# [EXCERPTED TEXT]
* * *
We were already creating basic Dublin Core (DC) records for our spatial databases and non-spatial data layers, so I decided to create some in-house guidelines and build processes and scripts for creating all of our metadata in DC, while adhering to guidelines and best practices established by the GeoBlacklight community. I’ll describe my process in this post, and hopefully it should be useful for others who are looking to do similar work. I’ll mention some resources for learning more about geospatial metadata in the conclusion.
All of the metadata documentation and scripts I’ve created are available on GitHub. I’ll add a few snippets of code here and there to illustrate,
Out With the Old
FGDC and ISO 19115 / 19139 have long been the standards for creating geospatial metadata and expressing it in XML. The ISO standard has eclipsed the FGDC standard, but some institutions continue to use FGDC for legacy reasons. Since ISO was the standard, I decided that we should use it for all the layers we create in the lab. So why am I abandoning it?
* * *
# [CHALLENGE A]
Extract word for word everything in the records below, from the line containing "Would you mind marking the bare" down to the last line of the records.
The text and the records are unrelated to each other.
* * *
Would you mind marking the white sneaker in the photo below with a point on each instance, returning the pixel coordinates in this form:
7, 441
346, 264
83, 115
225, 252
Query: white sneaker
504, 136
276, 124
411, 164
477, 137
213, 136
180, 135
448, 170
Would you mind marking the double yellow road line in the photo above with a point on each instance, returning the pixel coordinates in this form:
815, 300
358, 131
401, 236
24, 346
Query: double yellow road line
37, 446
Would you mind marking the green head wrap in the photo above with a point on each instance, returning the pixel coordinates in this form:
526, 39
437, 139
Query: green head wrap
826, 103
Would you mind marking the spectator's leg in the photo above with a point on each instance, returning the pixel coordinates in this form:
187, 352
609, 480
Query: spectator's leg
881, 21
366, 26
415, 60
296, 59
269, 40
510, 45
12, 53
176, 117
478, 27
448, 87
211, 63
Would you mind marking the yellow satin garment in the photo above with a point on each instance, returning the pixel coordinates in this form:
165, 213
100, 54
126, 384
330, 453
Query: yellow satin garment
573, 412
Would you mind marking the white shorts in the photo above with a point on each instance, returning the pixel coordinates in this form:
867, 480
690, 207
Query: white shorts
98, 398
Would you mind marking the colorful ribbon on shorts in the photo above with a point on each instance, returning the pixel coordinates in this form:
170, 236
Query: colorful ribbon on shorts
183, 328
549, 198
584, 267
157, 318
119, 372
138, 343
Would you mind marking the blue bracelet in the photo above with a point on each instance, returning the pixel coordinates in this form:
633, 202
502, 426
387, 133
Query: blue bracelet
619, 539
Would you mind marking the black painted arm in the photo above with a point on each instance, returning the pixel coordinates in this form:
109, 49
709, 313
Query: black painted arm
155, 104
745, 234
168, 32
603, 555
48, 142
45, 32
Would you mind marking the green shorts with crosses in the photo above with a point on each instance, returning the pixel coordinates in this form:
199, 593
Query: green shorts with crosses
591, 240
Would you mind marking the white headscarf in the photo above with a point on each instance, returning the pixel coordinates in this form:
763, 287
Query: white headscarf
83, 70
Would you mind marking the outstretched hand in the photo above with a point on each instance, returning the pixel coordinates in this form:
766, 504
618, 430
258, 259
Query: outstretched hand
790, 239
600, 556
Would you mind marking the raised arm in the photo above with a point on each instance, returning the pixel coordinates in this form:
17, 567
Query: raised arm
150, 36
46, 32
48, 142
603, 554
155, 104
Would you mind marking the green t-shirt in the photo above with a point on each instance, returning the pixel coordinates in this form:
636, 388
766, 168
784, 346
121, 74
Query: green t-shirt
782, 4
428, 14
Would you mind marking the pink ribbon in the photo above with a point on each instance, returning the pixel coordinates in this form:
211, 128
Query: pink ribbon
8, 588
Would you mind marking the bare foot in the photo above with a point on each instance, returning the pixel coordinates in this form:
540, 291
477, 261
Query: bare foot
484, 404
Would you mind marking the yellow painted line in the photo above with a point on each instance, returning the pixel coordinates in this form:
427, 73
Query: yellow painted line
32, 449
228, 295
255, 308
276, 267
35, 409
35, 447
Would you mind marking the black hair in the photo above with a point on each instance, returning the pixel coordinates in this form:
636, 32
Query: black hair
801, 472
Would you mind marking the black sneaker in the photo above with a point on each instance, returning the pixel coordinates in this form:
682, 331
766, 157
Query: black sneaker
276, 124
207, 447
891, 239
* * *
# [CHALLENGE B]
Copy everything from "We were already" down to "in the conclusion." in the passage on geospatial metadata above, keeping the wording unchanged.

# [FINAL RESULT A]
Would you mind marking the bare foot in the photo above with a point on each instance, returning the pixel coordinates in this form:
540, 291
477, 261
Query: bare foot
484, 404
Would you mind marking the yellow painted line in the photo above with a point on each instance, returning the pixel coordinates in this form:
427, 73
Query: yellow painted line
32, 449
228, 295
255, 308
276, 267
35, 409
35, 447
Would you mind marking the black hair in the photo above with a point on each instance, returning the pixel coordinates in this form:
636, 32
Query: black hair
801, 472
Would you mind marking the black sneaker in the photo above with a point on each instance, returning the pixel coordinates in this form:
682, 331
766, 157
Query: black sneaker
276, 124
207, 447
891, 239

# [FINAL RESULT B]
We were already creating basic Dublin Core (DC) records for our spatial databases and non-spatial data layers, so I decided to create some in-house guidelines and build processes and scripts for creating all of our metadata in DC, while adhering to guidelines and best practices established by the GeoBlacklight community. I’ll describe my process in this post, and hopefully it should be useful for others who are looking to do similar work. I’ll mention some resources for learning more about geospatial metadata in the conclusion.